→ DO THIS
Substitute "red and white barrier tape" for "red and white striped tape" throughout the material below, then reproduce it otherwise unchanged. Leave out the pictures.
PROVIDED DATA start
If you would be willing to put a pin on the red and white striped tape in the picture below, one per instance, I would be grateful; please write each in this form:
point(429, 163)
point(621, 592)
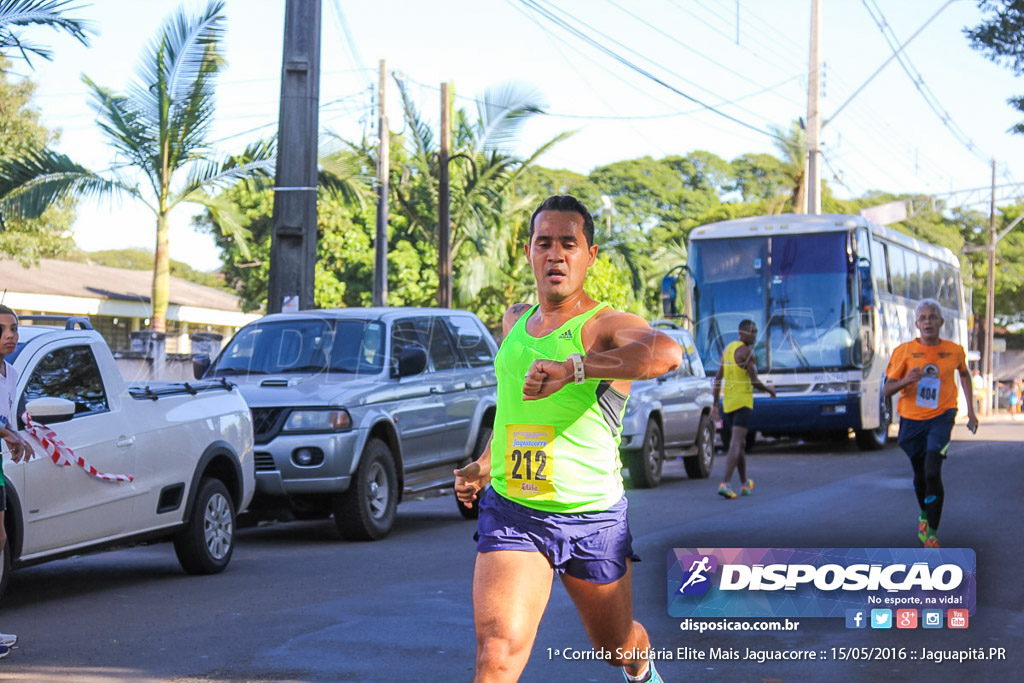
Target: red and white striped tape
point(64, 456)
PROVIDED DATA end
→ REPLY
If you would be willing to put a pin on the red and white barrier tape in the picture below, one per instance, I would be grateful; please write each in this form:
point(429, 163)
point(621, 592)
Target: red and white barrier tape
point(64, 456)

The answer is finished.